Introduction to Language AI & LLM

Language AI

LLM

Gen AI

Author

Harish

Published

April 10, 2025

This notebook is heavily inspired from Chapter 1 - Hands-on LLM book by Jay Alammar and Maarten Grootendorst and also my notes on the chapter.

Language AI

Artificial Intelligence (AI) is often used to describe computer systems dedicated to performing tasks close to human intelligence, such as speech recognition, language translation, and visual perception.
Language AI refers to a subfield of AI that focuses on developing technologies capable of understanding, processing, and generating human language. It can be used interchangeably with Natural Language Processing.

History

Lot of research and development has happened in the field of Language AI aiming to represent and generate language. Below image shows those developments over the years.

Source: Chapter 1 - Hands-on LLM
Text is unstructured in nature and loses its meaning when represented by zeros and ones (individual characters). As a result, throughout the history of Language AI, there has been a large focus on representing language in a structured manner so that it can more easily be used by computers.

Representing Language

Bag-of-Words, 2000s

Bag-of-Words is a classic method (became popular in early 2000s) to represent unstructured text in numbers.
How it works?
As a result, a bag-of-words model aims to create representations of text in the form of numbers, also called vectors or vector representations.
Since these models are primarily used for representing text, they are referred to as representation models.
Limitation: It considers language to be nothing more than bag of words (literally!) and ignores the order of words, the semantic nature, or meaning, of text.

Word2Vec, 2013

💡Efficient Estimation of Word Representations in Vector Space

Released in 2013, word2vec was one of the first successful attempts at capturing the meaning of text in embeddings.
Embeddings are vector representations of data that attempt to capture its meaning.
How it works?
1. Training: It takes a large corpus of text (like Wikipedia) and learns to predict the context of a word given its surrounding words.
2. Representation: The model learns to represent words in a dense vector space where similar words are close to each other.
As shown in the below image, the word embeddings are learned in such a way that similar words are close to each other in the vector space.

Source: Chapter 1 - Hands-on LLM
Limitation: word2vec creates static, downloadable representations of words. For example, the word “bank” will always have the same embedding, regardless of the context in which it is used. However “bank” refers to both a financial bank as well as the bank of a river. This is a limitation of word2vec and other static word embedding models.

Attention, 2014

💡Neural Machine Translation by Jointly Learning to Align and Translate

To overcome the limitation mentioned above, the Attention mechanism was introduced.
Attention selectively determines which words are most important in a given sentence and focuses on them. It allows the model to weigh the importance of different words in a sentence when generating an output.

### [Raw data]
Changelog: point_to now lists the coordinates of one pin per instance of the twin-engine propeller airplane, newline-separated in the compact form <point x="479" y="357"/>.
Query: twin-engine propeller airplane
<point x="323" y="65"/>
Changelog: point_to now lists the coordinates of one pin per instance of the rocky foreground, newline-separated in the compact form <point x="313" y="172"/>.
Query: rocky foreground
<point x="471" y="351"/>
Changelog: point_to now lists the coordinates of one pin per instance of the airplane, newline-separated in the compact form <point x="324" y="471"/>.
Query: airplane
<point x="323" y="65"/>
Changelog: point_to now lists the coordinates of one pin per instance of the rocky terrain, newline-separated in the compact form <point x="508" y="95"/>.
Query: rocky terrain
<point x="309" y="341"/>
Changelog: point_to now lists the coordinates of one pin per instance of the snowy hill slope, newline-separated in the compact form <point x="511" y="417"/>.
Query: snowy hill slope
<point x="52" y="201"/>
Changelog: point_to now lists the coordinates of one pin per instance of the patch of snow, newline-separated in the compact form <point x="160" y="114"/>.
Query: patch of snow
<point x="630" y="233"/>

### [Check your understanding]
a) Answer these questions from the introduction to Language AI:
(i) When did Bag-of-Words become popular?
(ii) Which word does the page use to show the limitation of word2vec?
(iii) What does Attention selectively determine in a given sentence?
b) Continue the introduction to Language AI from the point where it ends.
The records are not needed for anything here.

### [Answers by item number]
a)
(i) In the early 2000s.
(ii) "Bank."
(iii) Which words are most important.

b)
By adding these attention mechanisms to the decoder step, the RNN can generate signals for each input word in the sequence, allowing it to focus on the most relevant words when generating the output.
Instead of passing only a context embedding to the decoder, the hidden states of all input words are passed.
Limitation: The attention mechanism is still limited by the sequential nature of RNNs, which makes it difficult to parallelize the training process.

Attention Is All You Need, 2017

💡Attention Is All You Need

The Transformer architecture was introduced in 2017, which is based entirely on the attention mechanism and does not use RNNs at all.
The transformer architecture consists of an encoder and a decoder. The encoder takes the input sequence and generates a set of attention scores, which are then used by the decoder to generate the output sequence.
The transformer architecture allows for parallelization of the training process, making it much faster and more efficient than RNNs.
The transformer architecture has become the foundation for many state-of-the-art models in NLP, including BERT, GPT-2, and T5.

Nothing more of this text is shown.